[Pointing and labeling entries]
======

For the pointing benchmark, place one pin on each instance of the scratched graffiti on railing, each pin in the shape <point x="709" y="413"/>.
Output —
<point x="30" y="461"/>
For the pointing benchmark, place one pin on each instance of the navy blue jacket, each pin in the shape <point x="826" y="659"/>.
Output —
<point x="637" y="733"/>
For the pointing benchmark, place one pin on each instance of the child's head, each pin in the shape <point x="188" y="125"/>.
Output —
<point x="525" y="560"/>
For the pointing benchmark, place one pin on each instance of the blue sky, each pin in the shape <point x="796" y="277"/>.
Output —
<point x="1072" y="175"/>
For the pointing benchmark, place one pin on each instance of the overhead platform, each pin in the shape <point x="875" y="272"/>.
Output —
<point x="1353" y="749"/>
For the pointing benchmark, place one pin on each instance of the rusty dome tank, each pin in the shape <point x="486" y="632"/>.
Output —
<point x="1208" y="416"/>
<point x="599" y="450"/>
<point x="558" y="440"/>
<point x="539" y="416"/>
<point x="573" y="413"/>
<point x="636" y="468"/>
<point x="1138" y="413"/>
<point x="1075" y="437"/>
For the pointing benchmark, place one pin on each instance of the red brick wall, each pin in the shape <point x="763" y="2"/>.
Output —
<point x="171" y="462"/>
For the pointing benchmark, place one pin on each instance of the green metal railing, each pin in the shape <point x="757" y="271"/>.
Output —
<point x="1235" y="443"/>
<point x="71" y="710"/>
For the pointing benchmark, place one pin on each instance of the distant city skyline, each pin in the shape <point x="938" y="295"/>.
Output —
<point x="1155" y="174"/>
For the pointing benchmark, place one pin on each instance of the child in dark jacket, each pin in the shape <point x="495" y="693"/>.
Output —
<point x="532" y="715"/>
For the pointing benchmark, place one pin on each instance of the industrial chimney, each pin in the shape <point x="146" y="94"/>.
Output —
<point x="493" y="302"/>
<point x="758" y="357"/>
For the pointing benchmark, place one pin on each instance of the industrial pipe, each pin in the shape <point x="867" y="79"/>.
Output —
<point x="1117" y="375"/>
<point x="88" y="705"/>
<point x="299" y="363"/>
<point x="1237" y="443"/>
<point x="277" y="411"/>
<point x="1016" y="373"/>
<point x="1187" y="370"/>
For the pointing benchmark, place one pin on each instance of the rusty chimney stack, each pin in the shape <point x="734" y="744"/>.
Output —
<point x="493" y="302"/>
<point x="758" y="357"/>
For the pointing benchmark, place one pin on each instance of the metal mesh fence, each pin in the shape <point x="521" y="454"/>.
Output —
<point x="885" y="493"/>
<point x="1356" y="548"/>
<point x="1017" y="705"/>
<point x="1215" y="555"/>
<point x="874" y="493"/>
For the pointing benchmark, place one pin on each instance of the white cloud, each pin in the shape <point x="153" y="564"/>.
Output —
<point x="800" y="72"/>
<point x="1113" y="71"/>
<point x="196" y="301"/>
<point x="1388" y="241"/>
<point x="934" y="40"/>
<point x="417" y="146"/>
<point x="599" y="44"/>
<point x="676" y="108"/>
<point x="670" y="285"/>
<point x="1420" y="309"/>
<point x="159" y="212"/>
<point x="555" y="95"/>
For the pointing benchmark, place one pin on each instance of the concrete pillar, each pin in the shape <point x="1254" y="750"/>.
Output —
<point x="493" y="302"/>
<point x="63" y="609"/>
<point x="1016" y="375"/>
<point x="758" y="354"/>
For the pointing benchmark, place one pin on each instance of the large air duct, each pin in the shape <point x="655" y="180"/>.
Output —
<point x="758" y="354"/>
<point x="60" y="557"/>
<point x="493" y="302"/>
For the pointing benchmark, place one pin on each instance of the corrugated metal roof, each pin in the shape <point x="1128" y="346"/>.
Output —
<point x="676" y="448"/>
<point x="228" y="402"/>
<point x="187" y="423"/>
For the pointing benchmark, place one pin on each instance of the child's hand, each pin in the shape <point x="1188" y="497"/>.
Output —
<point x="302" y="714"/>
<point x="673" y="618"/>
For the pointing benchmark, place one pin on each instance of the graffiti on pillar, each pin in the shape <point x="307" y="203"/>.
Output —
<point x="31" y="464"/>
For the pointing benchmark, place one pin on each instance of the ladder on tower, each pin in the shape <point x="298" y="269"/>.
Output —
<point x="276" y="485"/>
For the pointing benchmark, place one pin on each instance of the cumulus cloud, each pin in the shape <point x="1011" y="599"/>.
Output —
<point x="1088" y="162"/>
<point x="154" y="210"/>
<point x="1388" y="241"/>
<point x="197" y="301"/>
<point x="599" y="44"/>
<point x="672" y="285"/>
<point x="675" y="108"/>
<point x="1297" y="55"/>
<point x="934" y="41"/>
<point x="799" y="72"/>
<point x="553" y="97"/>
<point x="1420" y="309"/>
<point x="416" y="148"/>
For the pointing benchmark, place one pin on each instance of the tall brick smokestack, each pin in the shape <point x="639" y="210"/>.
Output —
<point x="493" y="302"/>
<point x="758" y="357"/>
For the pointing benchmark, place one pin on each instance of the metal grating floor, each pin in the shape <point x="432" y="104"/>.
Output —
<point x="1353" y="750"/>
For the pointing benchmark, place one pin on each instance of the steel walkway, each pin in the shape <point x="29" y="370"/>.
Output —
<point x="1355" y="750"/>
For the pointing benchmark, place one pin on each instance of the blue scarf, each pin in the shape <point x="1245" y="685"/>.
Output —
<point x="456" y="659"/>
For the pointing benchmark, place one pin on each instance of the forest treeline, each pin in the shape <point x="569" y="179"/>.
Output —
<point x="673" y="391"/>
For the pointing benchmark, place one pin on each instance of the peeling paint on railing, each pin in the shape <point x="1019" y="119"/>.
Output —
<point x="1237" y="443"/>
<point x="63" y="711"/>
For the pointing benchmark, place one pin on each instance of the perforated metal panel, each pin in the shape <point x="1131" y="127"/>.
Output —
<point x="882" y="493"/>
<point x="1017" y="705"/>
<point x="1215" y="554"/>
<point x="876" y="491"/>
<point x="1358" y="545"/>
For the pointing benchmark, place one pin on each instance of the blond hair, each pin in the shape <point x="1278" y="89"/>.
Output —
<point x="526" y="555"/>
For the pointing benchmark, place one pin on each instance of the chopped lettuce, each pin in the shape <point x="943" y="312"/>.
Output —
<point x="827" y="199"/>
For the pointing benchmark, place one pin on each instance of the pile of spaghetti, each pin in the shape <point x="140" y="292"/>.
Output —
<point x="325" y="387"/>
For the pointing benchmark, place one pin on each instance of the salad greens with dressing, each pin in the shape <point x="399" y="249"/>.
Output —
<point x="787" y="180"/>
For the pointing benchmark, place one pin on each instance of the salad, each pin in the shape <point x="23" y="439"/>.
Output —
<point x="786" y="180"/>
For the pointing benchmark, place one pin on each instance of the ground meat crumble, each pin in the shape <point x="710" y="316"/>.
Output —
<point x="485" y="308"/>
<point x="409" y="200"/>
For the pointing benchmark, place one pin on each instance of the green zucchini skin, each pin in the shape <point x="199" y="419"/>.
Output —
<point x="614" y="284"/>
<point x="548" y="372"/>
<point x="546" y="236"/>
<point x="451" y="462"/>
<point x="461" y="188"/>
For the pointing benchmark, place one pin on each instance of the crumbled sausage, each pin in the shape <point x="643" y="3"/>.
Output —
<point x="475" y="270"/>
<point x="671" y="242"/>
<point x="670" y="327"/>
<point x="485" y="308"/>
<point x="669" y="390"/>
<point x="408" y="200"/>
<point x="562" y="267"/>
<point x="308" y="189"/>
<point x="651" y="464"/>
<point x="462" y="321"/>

======

# To be done:
Using the material above, reproduce exactly the line that contains "of the pile" and all lines after it through the last one, and only those.

# Result of this task:
For the pointing benchmark, place one pin on each instance of the pile of spaghetti, each pin in the shape <point x="140" y="292"/>.
Output —
<point x="325" y="387"/>
For the pointing benchmark, place one pin on each instance of the salad greens with dressing, each pin in the shape <point x="399" y="249"/>.
Output —
<point x="787" y="180"/>
For the pointing benchmark, place one pin on each instance of the salad, each pin in the shape <point x="23" y="439"/>.
Output —
<point x="786" y="180"/>
For the pointing benchmark, place one pin on each instance of the ground meat crumble, each pin in the shape <point x="710" y="316"/>.
Output —
<point x="485" y="308"/>
<point x="409" y="200"/>
For the pointing benchmark, place one pin on each instance of the green zucchini skin, each pin in the shape <point x="199" y="419"/>.
Output —
<point x="614" y="284"/>
<point x="548" y="372"/>
<point x="546" y="236"/>
<point x="451" y="462"/>
<point x="461" y="188"/>
For the pointing benchmark, place one pin on each instance of the crumbled sausage, each pin in the shape <point x="643" y="3"/>.
Output —
<point x="475" y="270"/>
<point x="671" y="242"/>
<point x="670" y="327"/>
<point x="485" y="308"/>
<point x="669" y="390"/>
<point x="408" y="200"/>
<point x="562" y="267"/>
<point x="308" y="189"/>
<point x="651" y="464"/>
<point x="462" y="321"/>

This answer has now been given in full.